*Document text*
▼▼▼
Gollaher, David L. Voice for the Mad: The Life of Dorothea Dix. New York: The Free Press, 1995.

This biography is well written and thoroughly researched.  It offers a narrative flow that make the reader relate to the material well and may serve useful in informing the writing of the paper.

Grob, Gerald N. Mad Among Us: A History of the Care of America’s Mentally Ill. New York: The Free Press, 2011.

Grob’s work offers an insight into the nature of how care for the mentally ill has evolved and offers a window by which we can begin to understand how and why Dix became involved.  What was going on when she got into reforming this type of work?

http://www.archive.org/stream/memorialofmissdl1852dixd#page/n1/mode/2up (accessed September 23, 2013).

This offers some primary source data that provides insight into the nature of both Dix’s work and her approach to lobbying.

http://www.disabilitymuseum.org/dhm/lib/detail.html?id=737&page=all (accessed September 23, 2013).

This again offers some insight into the nature of Dix’s work and also suggest what others thought of her.

Laird, S. Louise. “Nursing of the Insane.” The American Journal of Nursing 2, no. 3 (Dec., 1901): 170-180. http://www.jstor.org/stable/3402516 (accessed September 9, 2013)

Since this was published at the turn of the twentieth century it may serve as useful in determining what, if anything, changed.

McCandless, Peter. Moonlight, Magnolias, & Madness: Insanity in South Carolina From the Colonial Period to the Progressive Era. North Carolina: The University of North Carolina Press, 1996.

McCandless offers some insight into how Dix was viewed and venerated by people across the country.  Specifically, it is worth noting how Dix’s service in the South was long remembered.

Miller, Dorothy & Esther Blanc. “Concepts of “Moral Treatment” for the Mentally Ill:Implications for Social Work with Post Hospital Mental Health Patients.” Social Service Review 41, no. 1 (Mar., 1967): 66-74. http://www.jstor.org/stable/30020309 (accessed September, 9, 2013).

In class discussions we have discussed how doctors stressed the importance of moral treatment along with medical treatments.  I’m curious to see if this is something that Dix helped to encourage.

Muckenhoupt, Margaret. Dorothea Dix: Advocate for Mental Health Care. New York: Oxford University Press Inc., 2003.

This is another biographical source that will serve to supplement other biographical materials.

Reiss, Benjamin. Theaters of Madness: Insane Asylums and Nineteenth-Century American Culture. Chicago, IL: University of Chicago Press, 2008.

This source offers a detailed description into the practical and physical dimensions of what shape these institutions took.

Porter, Roy. Madness: A Brief History. New York: Oxford University Press Inc., 2003.

Drawing upon eyewitness accounts of doctors, writers, artists, and the mad themselves, Roy Porter tells the story of our changing notions of insanity and of the treatments for mental illness that have been employed from antiquity to the present day.  This might help to provide atmosphere in describing the spirit of a time.
▲▲▲
*Exercises to complete*
A: In the Dorothea Dix bibliography, which press published Margaret Muckenhoupt's Dorothea Dix: Advocate for Mental Health Care?
B: Reproduce the Dorothea Dix bibliography word for word, from "Reiss, Benjamin. Theaters" to "spirit of a time.".

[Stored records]
▼▼▼
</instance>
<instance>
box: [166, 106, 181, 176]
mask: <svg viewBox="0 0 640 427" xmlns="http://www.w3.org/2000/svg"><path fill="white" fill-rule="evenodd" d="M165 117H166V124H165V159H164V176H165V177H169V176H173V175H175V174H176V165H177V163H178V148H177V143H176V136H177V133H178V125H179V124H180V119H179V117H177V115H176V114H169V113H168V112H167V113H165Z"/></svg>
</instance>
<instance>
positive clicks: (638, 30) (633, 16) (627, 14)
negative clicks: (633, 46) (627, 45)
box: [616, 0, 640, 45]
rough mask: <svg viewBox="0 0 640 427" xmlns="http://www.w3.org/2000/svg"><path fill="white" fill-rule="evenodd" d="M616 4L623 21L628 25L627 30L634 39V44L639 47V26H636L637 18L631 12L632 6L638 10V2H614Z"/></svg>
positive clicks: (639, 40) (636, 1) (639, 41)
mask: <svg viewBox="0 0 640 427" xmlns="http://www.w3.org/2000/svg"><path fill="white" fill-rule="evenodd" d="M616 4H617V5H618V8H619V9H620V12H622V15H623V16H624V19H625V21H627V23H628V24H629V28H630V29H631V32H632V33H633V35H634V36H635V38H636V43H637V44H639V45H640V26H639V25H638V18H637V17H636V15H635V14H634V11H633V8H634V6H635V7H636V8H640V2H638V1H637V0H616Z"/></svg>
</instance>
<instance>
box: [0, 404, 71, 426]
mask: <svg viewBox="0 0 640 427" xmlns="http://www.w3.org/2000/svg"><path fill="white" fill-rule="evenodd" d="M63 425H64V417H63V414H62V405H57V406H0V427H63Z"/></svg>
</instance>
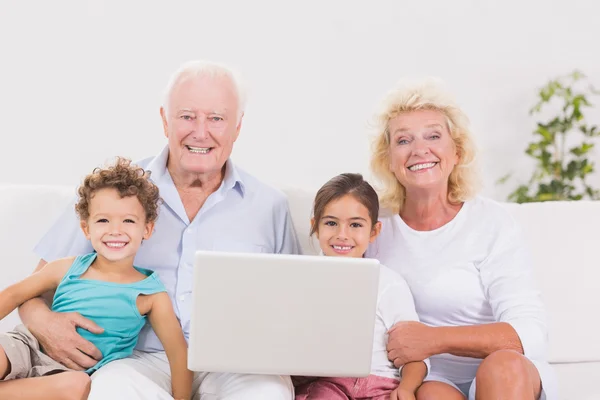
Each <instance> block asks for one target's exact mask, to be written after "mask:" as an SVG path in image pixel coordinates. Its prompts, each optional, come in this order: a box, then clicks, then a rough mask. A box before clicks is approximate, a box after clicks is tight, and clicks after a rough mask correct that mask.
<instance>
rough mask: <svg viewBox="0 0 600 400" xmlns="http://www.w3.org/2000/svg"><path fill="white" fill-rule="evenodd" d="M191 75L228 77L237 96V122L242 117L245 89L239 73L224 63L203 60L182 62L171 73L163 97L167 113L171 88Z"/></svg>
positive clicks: (170, 91)
mask: <svg viewBox="0 0 600 400" xmlns="http://www.w3.org/2000/svg"><path fill="white" fill-rule="evenodd" d="M193 77H211V78H217V77H225V78H227V79H229V80H230V81H231V83H232V84H233V88H234V90H235V93H236V96H237V101H238V110H237V116H236V118H237V122H238V123H239V122H240V118H241V117H242V114H244V110H245V108H246V90H245V87H244V84H243V82H242V78H241V76H240V74H239V73H238V72H237V71H236V70H234V69H233V68H230V67H228V66H226V65H224V64H220V63H216V62H212V61H203V60H194V61H188V62H186V63H184V64H182V65H181V66H180V67H179V69H177V70H176V71H175V72H174V73H173V75H171V78H170V79H169V82H168V84H167V87H166V89H165V93H164V98H163V108H164V110H165V113H166V114H168V106H169V101H170V99H171V94H172V92H173V89H174V88H175V87H176V86H177V85H178V84H179V83H180V82H181V81H183V80H186V79H189V78H193Z"/></svg>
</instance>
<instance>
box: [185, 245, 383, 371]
mask: <svg viewBox="0 0 600 400" xmlns="http://www.w3.org/2000/svg"><path fill="white" fill-rule="evenodd" d="M378 281H379V262H378V261H377V260H373V259H356V258H343V257H322V256H321V257H320V256H300V255H279V254H246V253H225V252H208V251H198V252H196V258H195V264H194V285H193V306H192V320H191V329H190V340H189V357H188V367H189V369H190V370H193V371H207V372H232V373H247V374H276V375H301V376H331V377H339V376H344V377H363V376H367V375H369V372H370V369H371V353H372V349H373V328H374V323H375V310H376V307H377V290H378Z"/></svg>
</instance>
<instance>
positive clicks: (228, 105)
mask: <svg viewBox="0 0 600 400" xmlns="http://www.w3.org/2000/svg"><path fill="white" fill-rule="evenodd" d="M238 106H239V105H238V100H237V95H236V91H235V88H234V85H233V83H232V82H231V80H230V79H228V78H226V77H223V76H215V77H211V76H194V77H189V78H187V79H183V80H182V81H180V82H179V83H177V84H176V85H175V86H174V88H173V90H172V92H171V94H170V96H169V99H168V107H167V108H166V109H165V108H162V109H161V117H162V119H163V128H164V133H165V136H166V137H167V138H168V140H169V161H168V166H169V170H170V171H174V172H175V173H176V174H178V175H183V176H185V175H205V176H209V177H210V176H212V175H215V174H220V172H221V170H222V168H223V166H224V165H225V162H226V161H227V159H228V158H229V156H230V155H231V151H232V149H233V143H234V142H235V141H236V139H237V137H238V134H239V132H240V128H241V118H240V119H239V121H238Z"/></svg>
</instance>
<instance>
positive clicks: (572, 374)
mask: <svg viewBox="0 0 600 400" xmlns="http://www.w3.org/2000/svg"><path fill="white" fill-rule="evenodd" d="M283 190H284V191H285V192H286V193H287V194H288V196H289V202H290V208H291V211H292V216H293V219H294V223H295V226H296V229H297V232H298V235H299V237H300V239H301V241H302V246H303V248H304V250H305V252H307V253H314V252H315V249H316V247H314V245H311V244H310V241H309V239H308V223H309V217H310V209H311V203H312V199H313V195H314V191H312V190H300V189H288V188H283ZM74 194H75V189H74V187H65V186H43V185H39V186H31V185H0V254H1V255H2V260H3V262H2V265H1V266H0V269H1V270H2V273H1V274H0V289H2V288H4V287H6V286H7V285H9V284H10V283H12V282H14V281H16V280H18V279H22V278H24V277H25V276H26V275H27V274H29V273H30V272H31V271H32V270H33V268H34V267H35V266H36V265H37V262H38V259H37V257H36V256H35V255H34V254H33V252H32V249H33V246H34V245H35V243H36V242H37V240H38V239H39V238H40V237H41V235H42V234H43V233H44V232H45V230H46V229H47V228H48V227H49V225H50V224H51V223H52V221H53V220H54V219H55V218H56V216H57V215H58V213H59V212H60V211H61V210H63V209H64V207H65V206H66V204H67V203H68V202H69V200H71V199H72V198H73V196H74ZM506 206H507V207H508V208H509V209H510V210H511V211H512V212H513V213H514V215H515V216H516V218H517V219H518V220H519V221H520V222H521V223H522V226H523V228H524V230H525V232H526V240H527V241H528V243H529V246H530V247H531V250H532V252H533V255H534V257H535V263H536V264H535V270H536V274H537V279H538V282H539V285H540V287H541V289H542V292H543V296H544V301H545V303H546V306H547V309H548V312H549V320H550V322H549V326H550V349H549V357H550V361H551V362H552V363H553V364H554V367H555V369H556V371H557V373H558V375H559V383H560V386H561V399H564V400H599V399H600V310H599V309H600V202H584V201H580V202H568V203H567V202H564V203H559V202H555V203H537V204H527V205H516V204H507V205H506ZM16 323H18V317H17V315H16V313H13V314H11V315H10V316H9V317H7V318H5V319H4V320H2V321H0V331H6V330H9V329H11V328H12V327H13V326H14V325H15V324H16Z"/></svg>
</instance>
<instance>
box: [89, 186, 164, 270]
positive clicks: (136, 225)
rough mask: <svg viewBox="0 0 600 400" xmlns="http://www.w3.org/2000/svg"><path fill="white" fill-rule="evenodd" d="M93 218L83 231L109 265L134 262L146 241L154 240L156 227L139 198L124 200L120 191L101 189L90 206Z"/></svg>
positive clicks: (89, 218) (136, 197) (89, 206)
mask: <svg viewBox="0 0 600 400" xmlns="http://www.w3.org/2000/svg"><path fill="white" fill-rule="evenodd" d="M89 214H90V216H89V218H88V219H87V220H85V221H81V229H82V230H83V233H84V234H85V236H86V238H87V239H88V240H90V241H91V243H92V247H93V248H94V250H96V252H97V253H98V255H99V256H103V257H104V258H106V259H107V260H109V261H113V262H115V261H124V260H129V259H130V260H131V262H132V263H133V258H134V257H135V254H136V252H137V250H138V249H139V247H140V245H141V243H142V239H148V238H150V235H151V234H152V229H153V227H154V224H153V223H147V222H146V214H145V211H144V208H143V207H142V204H141V203H140V201H139V200H138V198H137V197H136V196H128V197H123V198H121V196H120V195H119V192H118V191H117V190H116V189H100V190H98V191H97V192H96V193H94V195H93V197H92V198H91V200H90V204H89Z"/></svg>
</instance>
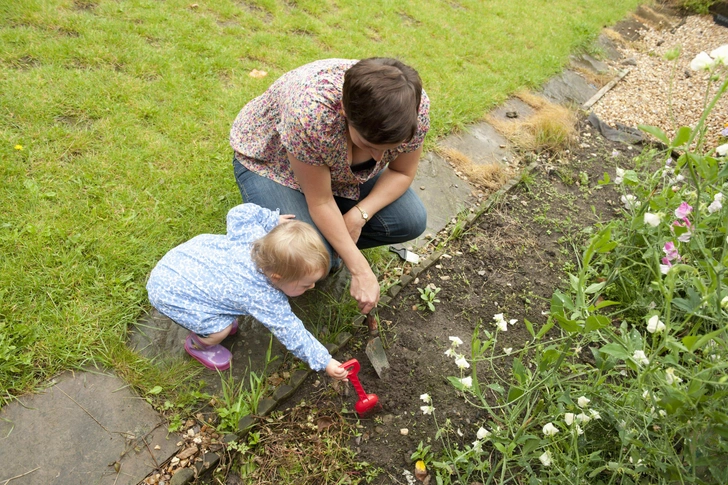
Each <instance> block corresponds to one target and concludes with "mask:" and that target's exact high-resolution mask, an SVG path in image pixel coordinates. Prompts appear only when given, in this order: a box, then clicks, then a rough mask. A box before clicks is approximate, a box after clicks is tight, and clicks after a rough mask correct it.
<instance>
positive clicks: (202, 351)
mask: <svg viewBox="0 0 728 485" xmlns="http://www.w3.org/2000/svg"><path fill="white" fill-rule="evenodd" d="M185 350H186V351H187V353H188V354H190V355H191V356H192V357H194V358H195V359H197V360H198V361H199V362H200V364H202V365H204V366H205V367H207V368H208V369H212V370H227V369H229V368H230V361H231V360H232V358H233V354H231V353H230V351H229V350H228V349H226V348H225V347H223V346H222V345H220V344H217V345H209V346H208V345H205V344H203V343H202V342H200V339H199V337H198V336H197V335H195V333H194V332H190V334H189V335H188V336H187V338H186V339H185Z"/></svg>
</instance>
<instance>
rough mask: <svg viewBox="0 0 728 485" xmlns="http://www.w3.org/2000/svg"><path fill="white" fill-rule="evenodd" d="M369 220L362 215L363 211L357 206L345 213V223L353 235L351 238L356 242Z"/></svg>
mask: <svg viewBox="0 0 728 485" xmlns="http://www.w3.org/2000/svg"><path fill="white" fill-rule="evenodd" d="M366 223H367V221H365V220H364V218H363V217H362V216H361V212H359V209H357V208H356V207H352V208H351V210H350V211H349V212H347V213H346V214H344V224H346V230H347V231H348V232H349V236H351V240H352V241H354V242H355V243H356V242H357V241H358V240H359V237H360V236H361V229H362V228H363V227H364V224H366Z"/></svg>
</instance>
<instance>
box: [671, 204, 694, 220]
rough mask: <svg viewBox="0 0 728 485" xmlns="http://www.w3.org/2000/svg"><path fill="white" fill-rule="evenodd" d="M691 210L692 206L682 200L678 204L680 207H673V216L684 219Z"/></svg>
mask: <svg viewBox="0 0 728 485" xmlns="http://www.w3.org/2000/svg"><path fill="white" fill-rule="evenodd" d="M692 211H693V208H692V207H691V206H690V205H688V203H687V202H683V203H682V204H680V207H678V208H677V209H675V217H677V218H678V219H685V218H686V217H687V216H688V214H690V213H691V212H692Z"/></svg>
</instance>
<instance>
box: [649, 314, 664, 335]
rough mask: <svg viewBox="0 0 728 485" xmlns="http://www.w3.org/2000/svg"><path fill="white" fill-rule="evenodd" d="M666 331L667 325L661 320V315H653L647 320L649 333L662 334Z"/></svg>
mask: <svg viewBox="0 0 728 485" xmlns="http://www.w3.org/2000/svg"><path fill="white" fill-rule="evenodd" d="M663 330H665V324H664V323H663V322H662V321H661V320H660V317H659V315H652V316H651V317H650V319H649V320H647V331H648V332H650V333H660V332H662V331H663Z"/></svg>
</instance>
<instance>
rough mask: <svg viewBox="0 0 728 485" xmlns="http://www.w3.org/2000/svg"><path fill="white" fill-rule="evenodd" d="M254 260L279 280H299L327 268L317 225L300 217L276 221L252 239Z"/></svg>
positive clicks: (322, 270)
mask: <svg viewBox="0 0 728 485" xmlns="http://www.w3.org/2000/svg"><path fill="white" fill-rule="evenodd" d="M251 255H252V258H253V262H254V263H255V264H256V266H257V267H258V269H260V270H261V271H263V273H265V274H266V275H268V276H270V275H271V274H276V275H278V276H279V277H280V281H282V282H284V283H287V282H291V281H298V280H300V279H302V278H303V277H305V276H309V275H313V274H319V273H323V274H325V273H326V272H327V271H328V270H329V252H328V250H327V249H326V246H325V245H324V242H323V240H322V239H321V236H320V235H319V233H318V232H316V229H314V228H313V227H312V226H311V225H310V224H307V223H305V222H302V221H288V222H284V223H282V224H278V225H277V226H276V227H274V228H273V230H272V231H270V232H269V233H268V234H266V235H265V236H263V237H262V238H260V239H258V240H257V241H255V242H254V243H253V248H252V250H251Z"/></svg>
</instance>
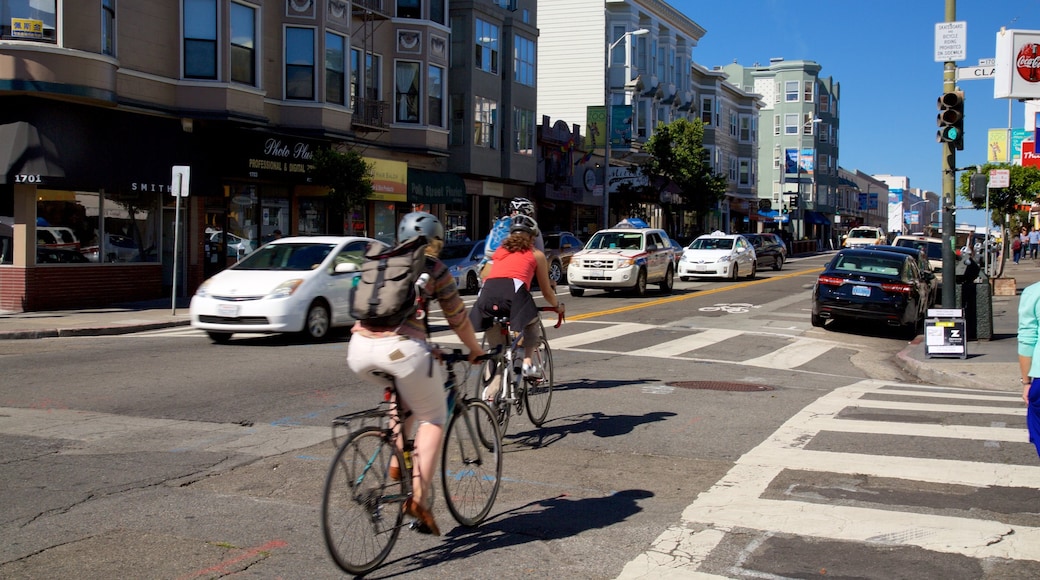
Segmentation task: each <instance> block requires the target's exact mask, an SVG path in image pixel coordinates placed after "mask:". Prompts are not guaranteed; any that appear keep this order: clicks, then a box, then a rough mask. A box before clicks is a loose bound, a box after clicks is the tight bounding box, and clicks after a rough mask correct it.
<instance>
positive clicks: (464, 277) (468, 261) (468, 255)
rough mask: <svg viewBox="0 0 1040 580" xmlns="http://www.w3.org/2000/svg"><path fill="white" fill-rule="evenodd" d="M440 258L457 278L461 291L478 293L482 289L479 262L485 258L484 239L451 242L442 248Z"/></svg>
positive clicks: (479, 263) (456, 277) (473, 292)
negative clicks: (484, 252) (478, 239)
mask: <svg viewBox="0 0 1040 580" xmlns="http://www.w3.org/2000/svg"><path fill="white" fill-rule="evenodd" d="M440 260H441V262H444V265H445V266H447V267H448V271H450V272H451V275H452V278H454V279H456V286H458V287H459V291H460V292H468V293H470V294H476V293H477V292H478V291H479V290H480V270H479V264H480V261H482V260H484V240H477V241H475V242H463V243H449V244H447V245H445V246H444V247H443V248H441V255H440Z"/></svg>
▲▲▲
*Task results*
A: Oxford University Press Inc.

B:
Reiss, Benjamin. Theaters of Madness: Insane Asylums and Nineteenth-Century American Culture. Chicago, IL: University of Chicago Press, 2008.

This source offers a detailed description into the practical and physical dimensions of what shape these institutions took.

Porter, Roy. Madness: A Brief History. New York: Oxford University Press Inc., 2003.

Drawing upon eyewitness accounts of doctors, writers, artists, and the mad themselves, Roy Porter tells the story of our changing notions of insanity and of the treatments for mental illness that have been employed from antiquity to the present day.  This might help to provide atmosphere in describing the spirit of a time.